We can test how we do without any training

def calc_preds_for_deep_learning(coeffs, features):
    # @ is matrix multiplication in Python
    # It was introduced in Python 3.5 as part of [PEP 465](https://peps.python.org/pep-0465/)
    layer_features = features
    for layer in coeffs[:-1]:
        layer_features = layer_features @ layer
    layer_features = layer_features @ coeffs[-1]
    return layer_features.squeeze()

def calc_loss_for_deep_learning(coeffs, features, targets): return torch.abs(calc_preds_for_deep_learning(coeffs, features)-targets).mean()

dnn_preds = calc_preds_for_deep_learning(coeffs=dnn_layers_coeffs, features=validation_set_features)

print(f"True count was {torch.sum(dnn_preds>0.5)} should have been {torch.sum(validation_set_targets.bool())}")

Extracted data:
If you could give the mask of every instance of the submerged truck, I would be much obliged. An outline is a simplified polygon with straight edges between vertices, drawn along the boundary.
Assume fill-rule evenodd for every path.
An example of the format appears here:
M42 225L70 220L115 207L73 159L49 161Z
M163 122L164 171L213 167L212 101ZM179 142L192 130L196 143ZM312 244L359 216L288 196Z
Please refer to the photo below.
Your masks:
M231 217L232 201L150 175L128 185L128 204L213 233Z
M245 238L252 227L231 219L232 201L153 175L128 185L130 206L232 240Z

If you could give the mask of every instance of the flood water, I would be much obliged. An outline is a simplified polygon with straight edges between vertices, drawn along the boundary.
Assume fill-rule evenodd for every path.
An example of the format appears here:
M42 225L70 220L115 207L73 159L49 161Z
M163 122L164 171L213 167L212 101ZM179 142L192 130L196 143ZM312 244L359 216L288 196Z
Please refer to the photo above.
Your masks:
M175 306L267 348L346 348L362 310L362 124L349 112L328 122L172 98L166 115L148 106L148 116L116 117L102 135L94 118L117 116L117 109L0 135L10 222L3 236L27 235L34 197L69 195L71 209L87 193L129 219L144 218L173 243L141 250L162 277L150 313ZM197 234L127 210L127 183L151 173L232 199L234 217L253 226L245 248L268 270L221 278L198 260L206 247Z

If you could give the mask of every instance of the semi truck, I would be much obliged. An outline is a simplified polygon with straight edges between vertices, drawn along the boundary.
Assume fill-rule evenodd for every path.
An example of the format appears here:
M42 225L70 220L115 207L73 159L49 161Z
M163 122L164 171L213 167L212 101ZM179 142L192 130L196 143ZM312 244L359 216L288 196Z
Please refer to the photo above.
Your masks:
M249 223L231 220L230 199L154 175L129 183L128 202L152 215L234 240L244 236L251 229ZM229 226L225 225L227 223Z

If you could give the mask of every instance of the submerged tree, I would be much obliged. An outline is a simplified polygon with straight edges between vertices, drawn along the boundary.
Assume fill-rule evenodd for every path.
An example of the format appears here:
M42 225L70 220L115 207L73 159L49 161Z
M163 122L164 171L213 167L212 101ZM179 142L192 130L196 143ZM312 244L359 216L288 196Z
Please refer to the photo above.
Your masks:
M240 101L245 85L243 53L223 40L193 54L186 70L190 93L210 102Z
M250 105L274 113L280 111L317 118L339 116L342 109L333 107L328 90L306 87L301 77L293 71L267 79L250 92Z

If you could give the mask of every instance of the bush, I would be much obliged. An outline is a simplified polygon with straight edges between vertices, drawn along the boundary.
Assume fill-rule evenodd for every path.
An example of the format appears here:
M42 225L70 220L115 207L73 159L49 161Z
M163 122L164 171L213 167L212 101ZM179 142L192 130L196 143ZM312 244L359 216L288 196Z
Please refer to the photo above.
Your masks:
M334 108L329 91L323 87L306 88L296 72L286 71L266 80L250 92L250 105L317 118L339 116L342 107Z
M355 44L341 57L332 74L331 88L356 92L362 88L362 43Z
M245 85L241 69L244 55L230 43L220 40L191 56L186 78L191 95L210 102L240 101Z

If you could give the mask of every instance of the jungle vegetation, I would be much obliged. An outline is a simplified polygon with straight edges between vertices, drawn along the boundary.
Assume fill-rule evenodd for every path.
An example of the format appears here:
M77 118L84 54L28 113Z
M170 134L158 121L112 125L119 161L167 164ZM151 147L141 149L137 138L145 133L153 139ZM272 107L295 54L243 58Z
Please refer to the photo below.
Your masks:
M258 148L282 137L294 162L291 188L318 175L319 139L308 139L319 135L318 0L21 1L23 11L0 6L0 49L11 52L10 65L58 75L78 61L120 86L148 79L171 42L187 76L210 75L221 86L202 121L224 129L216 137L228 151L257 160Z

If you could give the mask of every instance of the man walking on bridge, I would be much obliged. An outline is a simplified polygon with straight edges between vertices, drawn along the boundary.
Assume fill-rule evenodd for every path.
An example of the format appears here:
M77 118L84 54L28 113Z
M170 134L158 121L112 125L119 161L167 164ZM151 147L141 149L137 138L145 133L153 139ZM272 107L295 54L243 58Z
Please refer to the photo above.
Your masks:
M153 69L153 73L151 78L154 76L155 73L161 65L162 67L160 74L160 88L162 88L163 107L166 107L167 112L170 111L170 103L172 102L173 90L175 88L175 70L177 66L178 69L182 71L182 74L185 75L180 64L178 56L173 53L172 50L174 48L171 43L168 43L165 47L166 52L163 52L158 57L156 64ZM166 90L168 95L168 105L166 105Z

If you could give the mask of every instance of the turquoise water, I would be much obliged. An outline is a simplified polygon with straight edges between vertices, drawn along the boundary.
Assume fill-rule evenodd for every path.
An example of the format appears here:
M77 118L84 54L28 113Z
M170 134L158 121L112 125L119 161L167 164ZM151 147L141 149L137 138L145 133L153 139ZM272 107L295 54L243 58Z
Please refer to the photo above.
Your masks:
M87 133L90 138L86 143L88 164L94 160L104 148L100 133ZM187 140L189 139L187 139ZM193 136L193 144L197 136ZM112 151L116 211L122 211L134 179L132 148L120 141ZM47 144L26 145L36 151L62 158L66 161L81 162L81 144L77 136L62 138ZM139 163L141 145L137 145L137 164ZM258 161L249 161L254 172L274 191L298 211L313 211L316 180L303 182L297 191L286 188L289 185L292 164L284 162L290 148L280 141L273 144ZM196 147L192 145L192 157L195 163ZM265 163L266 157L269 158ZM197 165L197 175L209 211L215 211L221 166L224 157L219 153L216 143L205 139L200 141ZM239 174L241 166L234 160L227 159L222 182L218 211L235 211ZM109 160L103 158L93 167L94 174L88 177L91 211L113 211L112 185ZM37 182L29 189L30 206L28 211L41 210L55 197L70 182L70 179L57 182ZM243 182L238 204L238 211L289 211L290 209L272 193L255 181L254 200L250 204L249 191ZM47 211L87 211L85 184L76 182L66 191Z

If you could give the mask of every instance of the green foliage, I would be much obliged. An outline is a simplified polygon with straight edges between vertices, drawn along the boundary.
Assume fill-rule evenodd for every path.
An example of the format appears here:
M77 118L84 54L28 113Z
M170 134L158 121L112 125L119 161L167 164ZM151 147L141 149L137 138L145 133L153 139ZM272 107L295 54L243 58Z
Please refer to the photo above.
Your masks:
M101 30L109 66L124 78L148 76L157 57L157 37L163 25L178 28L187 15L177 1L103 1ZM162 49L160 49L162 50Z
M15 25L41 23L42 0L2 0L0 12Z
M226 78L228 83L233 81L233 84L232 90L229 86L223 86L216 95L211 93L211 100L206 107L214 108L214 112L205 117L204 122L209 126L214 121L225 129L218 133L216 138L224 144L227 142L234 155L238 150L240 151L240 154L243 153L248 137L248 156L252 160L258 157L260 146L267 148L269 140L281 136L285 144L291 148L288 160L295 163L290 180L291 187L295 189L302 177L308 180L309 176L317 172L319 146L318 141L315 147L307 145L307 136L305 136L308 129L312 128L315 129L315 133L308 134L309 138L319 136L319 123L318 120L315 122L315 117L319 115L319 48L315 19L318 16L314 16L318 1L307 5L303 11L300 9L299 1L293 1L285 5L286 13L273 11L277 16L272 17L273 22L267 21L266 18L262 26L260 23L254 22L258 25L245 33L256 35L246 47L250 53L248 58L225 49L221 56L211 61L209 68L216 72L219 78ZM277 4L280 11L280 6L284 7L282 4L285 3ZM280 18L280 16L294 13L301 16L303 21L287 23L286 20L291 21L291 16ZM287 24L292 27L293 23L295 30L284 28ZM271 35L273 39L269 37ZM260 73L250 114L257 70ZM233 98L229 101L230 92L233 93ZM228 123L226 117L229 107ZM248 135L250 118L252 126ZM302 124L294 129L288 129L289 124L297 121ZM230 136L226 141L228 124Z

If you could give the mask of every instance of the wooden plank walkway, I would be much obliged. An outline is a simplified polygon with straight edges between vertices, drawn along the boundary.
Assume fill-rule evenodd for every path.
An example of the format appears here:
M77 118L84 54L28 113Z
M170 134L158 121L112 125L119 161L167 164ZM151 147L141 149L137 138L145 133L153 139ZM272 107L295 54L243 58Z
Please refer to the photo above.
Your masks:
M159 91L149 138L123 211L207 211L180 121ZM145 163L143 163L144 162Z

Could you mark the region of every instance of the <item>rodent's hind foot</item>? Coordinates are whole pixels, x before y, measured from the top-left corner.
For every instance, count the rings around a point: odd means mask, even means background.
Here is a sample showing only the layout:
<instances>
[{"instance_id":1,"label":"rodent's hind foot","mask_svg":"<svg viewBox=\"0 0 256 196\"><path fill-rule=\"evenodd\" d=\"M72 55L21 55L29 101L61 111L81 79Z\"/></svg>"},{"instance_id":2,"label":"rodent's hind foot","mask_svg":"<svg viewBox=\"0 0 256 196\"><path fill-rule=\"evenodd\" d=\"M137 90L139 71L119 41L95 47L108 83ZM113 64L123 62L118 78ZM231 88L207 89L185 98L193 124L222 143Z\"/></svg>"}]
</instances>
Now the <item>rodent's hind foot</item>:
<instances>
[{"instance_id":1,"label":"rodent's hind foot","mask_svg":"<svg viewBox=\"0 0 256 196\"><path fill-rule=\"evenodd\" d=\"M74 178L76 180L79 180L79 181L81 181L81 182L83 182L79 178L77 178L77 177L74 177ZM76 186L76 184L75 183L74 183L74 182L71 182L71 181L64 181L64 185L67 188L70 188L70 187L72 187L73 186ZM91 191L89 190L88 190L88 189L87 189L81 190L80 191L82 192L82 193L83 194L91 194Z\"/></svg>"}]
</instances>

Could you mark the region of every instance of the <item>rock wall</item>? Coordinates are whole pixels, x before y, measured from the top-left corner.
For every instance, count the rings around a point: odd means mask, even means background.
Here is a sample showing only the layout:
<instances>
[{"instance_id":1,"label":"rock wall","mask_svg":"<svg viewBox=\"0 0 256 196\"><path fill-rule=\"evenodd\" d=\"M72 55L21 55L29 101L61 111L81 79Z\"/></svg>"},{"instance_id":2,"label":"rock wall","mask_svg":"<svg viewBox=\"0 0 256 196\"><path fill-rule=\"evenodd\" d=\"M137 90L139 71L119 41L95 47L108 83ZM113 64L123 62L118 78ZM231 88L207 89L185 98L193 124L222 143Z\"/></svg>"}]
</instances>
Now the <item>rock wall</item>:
==
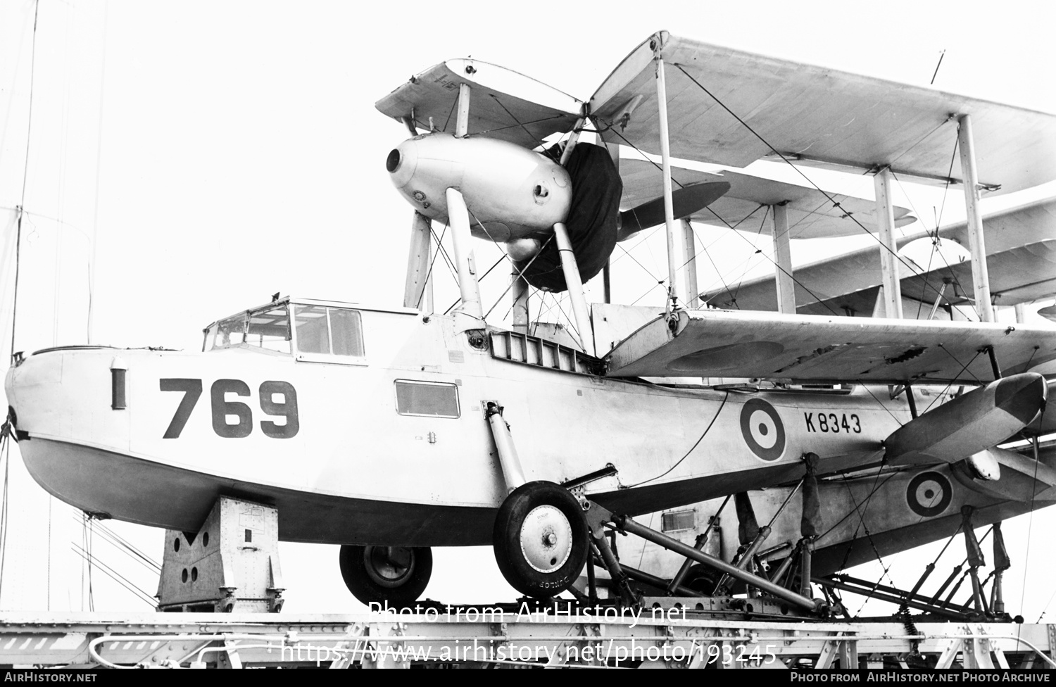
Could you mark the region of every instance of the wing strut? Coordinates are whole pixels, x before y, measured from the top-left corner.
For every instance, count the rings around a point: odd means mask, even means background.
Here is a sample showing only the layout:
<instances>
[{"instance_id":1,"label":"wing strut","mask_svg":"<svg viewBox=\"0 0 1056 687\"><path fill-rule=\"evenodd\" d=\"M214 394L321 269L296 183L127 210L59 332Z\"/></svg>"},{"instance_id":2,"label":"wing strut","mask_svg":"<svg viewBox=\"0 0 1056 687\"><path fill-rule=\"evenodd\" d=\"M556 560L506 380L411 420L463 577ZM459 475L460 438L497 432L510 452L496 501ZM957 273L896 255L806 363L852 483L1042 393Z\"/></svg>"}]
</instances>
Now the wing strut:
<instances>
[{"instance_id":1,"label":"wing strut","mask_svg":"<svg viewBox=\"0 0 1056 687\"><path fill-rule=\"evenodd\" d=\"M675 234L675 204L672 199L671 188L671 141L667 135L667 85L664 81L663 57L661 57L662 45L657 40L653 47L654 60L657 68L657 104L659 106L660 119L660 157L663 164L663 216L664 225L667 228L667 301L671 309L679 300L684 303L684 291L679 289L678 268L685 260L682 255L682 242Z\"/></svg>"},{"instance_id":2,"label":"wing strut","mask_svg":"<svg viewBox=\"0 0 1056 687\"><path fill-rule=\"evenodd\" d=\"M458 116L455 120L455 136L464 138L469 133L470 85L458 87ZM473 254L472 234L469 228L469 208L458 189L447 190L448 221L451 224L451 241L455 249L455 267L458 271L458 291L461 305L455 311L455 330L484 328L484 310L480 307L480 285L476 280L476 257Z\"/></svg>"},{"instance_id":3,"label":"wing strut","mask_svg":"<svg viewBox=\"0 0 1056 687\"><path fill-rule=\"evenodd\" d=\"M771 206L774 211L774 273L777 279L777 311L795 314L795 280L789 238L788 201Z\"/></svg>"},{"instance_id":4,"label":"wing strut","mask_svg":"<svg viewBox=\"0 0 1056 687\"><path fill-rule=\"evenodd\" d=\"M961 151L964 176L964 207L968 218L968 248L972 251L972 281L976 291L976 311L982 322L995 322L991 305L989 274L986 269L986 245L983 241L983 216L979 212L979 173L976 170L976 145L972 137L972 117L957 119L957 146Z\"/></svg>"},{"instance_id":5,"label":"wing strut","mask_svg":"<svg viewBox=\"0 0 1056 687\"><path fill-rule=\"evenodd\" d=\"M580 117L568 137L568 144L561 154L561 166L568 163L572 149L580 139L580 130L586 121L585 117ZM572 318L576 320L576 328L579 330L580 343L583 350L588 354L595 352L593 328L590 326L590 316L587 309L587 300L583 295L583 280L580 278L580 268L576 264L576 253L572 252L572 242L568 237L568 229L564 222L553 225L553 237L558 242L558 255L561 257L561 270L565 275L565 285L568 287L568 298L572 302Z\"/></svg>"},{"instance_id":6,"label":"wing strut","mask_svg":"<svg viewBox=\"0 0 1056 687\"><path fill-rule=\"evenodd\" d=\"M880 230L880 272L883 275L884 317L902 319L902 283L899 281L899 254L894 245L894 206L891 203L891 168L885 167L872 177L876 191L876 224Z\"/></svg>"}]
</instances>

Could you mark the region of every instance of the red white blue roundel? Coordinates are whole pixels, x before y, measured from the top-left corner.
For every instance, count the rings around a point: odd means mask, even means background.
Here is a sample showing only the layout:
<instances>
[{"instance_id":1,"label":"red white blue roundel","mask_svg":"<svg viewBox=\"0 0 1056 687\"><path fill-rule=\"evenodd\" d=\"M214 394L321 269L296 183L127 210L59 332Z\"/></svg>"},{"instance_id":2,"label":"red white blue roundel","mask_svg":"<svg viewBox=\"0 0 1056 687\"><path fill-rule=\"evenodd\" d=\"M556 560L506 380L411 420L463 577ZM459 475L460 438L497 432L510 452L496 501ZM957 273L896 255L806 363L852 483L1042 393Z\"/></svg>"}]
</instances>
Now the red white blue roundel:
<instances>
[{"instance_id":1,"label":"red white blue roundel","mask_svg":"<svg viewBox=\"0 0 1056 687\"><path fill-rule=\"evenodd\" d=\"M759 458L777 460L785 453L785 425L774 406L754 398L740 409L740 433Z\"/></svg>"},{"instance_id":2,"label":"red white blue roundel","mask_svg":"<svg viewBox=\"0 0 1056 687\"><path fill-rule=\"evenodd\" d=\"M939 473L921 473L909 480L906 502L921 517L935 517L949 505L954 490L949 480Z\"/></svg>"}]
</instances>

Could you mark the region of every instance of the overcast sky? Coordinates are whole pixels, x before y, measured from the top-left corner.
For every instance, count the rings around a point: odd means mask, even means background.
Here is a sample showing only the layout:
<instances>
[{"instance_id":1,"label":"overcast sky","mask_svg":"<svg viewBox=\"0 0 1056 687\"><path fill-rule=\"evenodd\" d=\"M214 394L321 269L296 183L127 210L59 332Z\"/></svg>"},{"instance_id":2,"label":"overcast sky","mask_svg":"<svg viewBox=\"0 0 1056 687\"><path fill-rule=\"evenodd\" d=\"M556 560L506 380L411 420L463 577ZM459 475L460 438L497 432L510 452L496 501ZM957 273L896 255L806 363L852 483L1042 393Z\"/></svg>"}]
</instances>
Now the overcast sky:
--
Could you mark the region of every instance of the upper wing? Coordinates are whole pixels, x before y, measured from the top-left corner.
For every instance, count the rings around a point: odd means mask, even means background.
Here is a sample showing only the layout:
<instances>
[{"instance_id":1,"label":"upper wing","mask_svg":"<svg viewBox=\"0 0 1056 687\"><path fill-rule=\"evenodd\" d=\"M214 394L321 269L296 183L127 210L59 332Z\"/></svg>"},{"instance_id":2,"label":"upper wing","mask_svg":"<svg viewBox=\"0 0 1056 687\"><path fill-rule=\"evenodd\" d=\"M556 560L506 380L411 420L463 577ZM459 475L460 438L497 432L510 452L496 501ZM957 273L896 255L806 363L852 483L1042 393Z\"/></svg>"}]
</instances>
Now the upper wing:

Given request: Please write out the passage of the deep learning text from "We can test" up to and including "return layer_features.squeeze()" word for word. These records were taken from a separate source.

Task output:
We can test how we do without any training

def calc_preds_for_deep_learning(coeffs, features):
    # @ is matrix multiplication in Python
    # It was introduced in Python 3.5 as part of [PEP 465](https://peps.python.org/pep-0465/)
    layer_features = features
    for layer in coeffs[:-1]:
        layer_features = layer_features @ layer
    layer_features = layer_features @ coeffs[-1]
    return layer_features.squeeze()